▶ **TEXT SECTION**
= = = = = = =

To proclaim the Lord’s favor ….

Reflection for the 3rd Sunday in Ordinary Time

Near the entrance to the church is “the prayer board.”  Near the board are pieces of paper on which individuals can write intentions and post them. Most of those leaving a prayer on the board provide few details — most simply offer a name and the majority of concerns are medical.

But one morning, when the parish priest collected the days’ petitions for Morning Prayer, he said that the intentions “bolted through me like electric current.”

One of the prayers was scribbled by a homeless person: I’ll be out begging tonight, Lord. Keep me safe.

Another wrote: I miss my husband. I don’t know how I’m going to live without him.

Then the parish priest’s eyes landed on this: For the baby I aborted: I love you despite never meeting you. I hope you’re with me until I have the chance to explain why the timing wasn’t right in person. Until then, I must let go. xxx.”

The priest remembers:

“I choked. I don’t know if I’ve ever read a more heartfelt or heart-breaking prayer. I was humbled, moved, brought to my knees. Morning Prayer had become mourning prayer. This child of God was wrestling with powerful feelings, memories, wonderings, and she had brought all this into the divine presence. She had asked those of us gathered to place these poignant realities on the altar of God’s grace and mercy. And, embraced by the miracle of God’s story, she was pleading with the Holy Spirit to make something good of it all — maybe not straightaway or even soon: but in God’s good time.

= = = = = = =

▶ **TASK A**
In the reflection on the prayer board, where is the board located?
▶ **TASK B**
Carry on the reflection on the prayer board from its last sentence.
The records come from a different source.

= = = = = = =

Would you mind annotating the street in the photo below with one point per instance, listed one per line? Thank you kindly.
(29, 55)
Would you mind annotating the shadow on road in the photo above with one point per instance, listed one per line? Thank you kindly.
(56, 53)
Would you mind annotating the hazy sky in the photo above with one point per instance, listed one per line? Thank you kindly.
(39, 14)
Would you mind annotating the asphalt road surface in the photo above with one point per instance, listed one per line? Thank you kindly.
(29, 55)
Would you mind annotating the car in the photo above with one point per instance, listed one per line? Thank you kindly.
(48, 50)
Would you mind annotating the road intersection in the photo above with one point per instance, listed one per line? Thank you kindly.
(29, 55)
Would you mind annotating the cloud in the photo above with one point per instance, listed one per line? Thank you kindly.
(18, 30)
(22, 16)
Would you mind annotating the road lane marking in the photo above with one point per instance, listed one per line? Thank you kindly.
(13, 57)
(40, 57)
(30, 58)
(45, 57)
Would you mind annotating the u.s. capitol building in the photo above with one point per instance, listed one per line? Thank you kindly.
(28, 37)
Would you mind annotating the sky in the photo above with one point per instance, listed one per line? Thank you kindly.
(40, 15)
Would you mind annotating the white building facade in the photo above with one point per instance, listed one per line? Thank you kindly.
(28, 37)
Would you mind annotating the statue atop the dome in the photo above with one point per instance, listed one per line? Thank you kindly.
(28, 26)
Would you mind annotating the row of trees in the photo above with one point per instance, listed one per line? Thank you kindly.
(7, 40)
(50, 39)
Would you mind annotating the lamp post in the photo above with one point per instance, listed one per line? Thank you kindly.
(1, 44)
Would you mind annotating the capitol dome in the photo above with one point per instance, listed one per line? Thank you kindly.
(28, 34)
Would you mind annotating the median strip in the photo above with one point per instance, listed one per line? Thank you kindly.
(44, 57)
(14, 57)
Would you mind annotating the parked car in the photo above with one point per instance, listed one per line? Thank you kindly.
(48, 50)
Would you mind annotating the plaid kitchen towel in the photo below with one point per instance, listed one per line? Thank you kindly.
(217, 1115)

= = = = = = =

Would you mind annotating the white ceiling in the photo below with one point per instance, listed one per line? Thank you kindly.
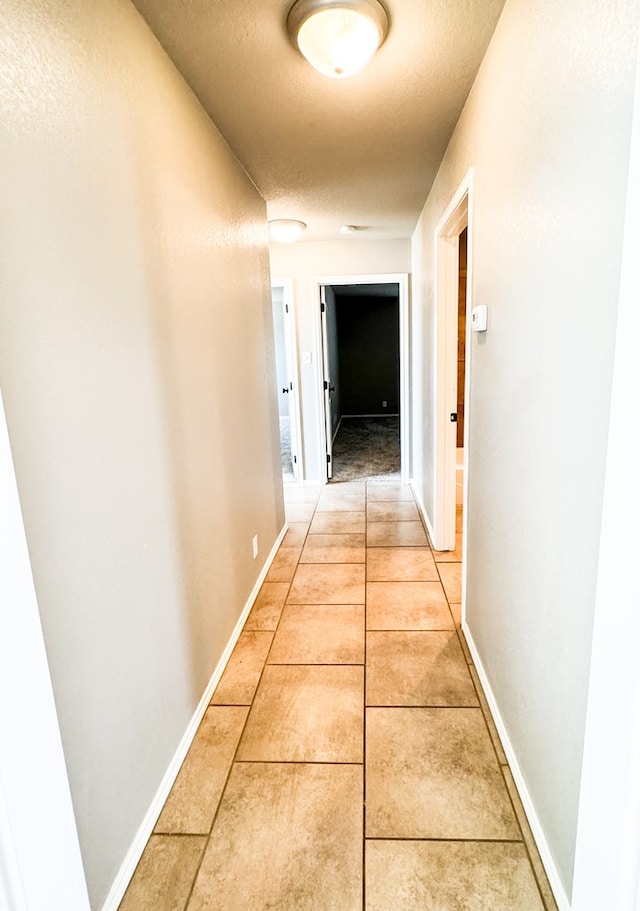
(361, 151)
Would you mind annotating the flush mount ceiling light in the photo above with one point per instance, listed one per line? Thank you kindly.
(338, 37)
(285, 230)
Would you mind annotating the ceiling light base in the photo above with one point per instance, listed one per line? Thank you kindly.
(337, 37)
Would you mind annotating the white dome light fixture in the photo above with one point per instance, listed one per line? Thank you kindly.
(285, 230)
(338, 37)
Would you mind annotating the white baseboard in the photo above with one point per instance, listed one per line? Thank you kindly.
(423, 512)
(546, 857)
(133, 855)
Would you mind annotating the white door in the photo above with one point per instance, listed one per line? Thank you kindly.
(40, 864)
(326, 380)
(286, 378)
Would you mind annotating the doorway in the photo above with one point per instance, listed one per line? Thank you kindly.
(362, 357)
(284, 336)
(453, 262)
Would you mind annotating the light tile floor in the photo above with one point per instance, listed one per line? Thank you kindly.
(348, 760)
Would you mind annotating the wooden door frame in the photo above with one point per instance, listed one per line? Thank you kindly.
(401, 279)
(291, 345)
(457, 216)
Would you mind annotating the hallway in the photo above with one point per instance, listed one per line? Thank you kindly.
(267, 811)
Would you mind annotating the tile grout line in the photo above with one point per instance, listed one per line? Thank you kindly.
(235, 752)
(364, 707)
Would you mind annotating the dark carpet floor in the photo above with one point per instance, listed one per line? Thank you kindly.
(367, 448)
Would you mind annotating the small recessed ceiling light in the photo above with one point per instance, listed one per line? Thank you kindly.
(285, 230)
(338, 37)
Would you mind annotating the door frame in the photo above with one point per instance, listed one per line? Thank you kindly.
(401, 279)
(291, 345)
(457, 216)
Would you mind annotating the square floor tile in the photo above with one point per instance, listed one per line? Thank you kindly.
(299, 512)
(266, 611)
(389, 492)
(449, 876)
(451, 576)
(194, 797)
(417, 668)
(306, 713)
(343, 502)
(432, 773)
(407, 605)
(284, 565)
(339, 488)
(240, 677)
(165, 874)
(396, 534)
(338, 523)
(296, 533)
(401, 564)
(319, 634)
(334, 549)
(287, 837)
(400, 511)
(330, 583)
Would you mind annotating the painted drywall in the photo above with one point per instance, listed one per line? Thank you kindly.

= = = = = = =

▶ **YOUR RESPONSE A**
Near the entrance to the church.

▶ **YOUR RESPONSE B**
“My colleague noted my silence and asked what was up, so I handed him the prayer. ‘Reminds me why we do what we do,’ he said.”

This is what each one of us is called to do: to make Isaiah’s vision a reality in every simple and unremarkable kindness we offer, prompted by God’s grace that brings a sense of peace and healing, forgiveness and hope to a soul in crisis.  As witnesses of Christ’s resurrection, as baptized disciples of his church, we inherit the Spirit’s call to “bring glad tidings” and “proclaim the Lord’s favour” to the poor, the imprisoned, the blind, the oppressed and the helpless. The work that God “sends” Jesus and all of us to do is hard and demanding, filled with disappointment and heartache, requiring us to put aside our own needs and dreams for the sake of realizing the kingdom of God here and now. Whatever gifts and graces we possess can work great and wondrous things when done in the Spirit of God — even a simple prayer offered for another struggling soul.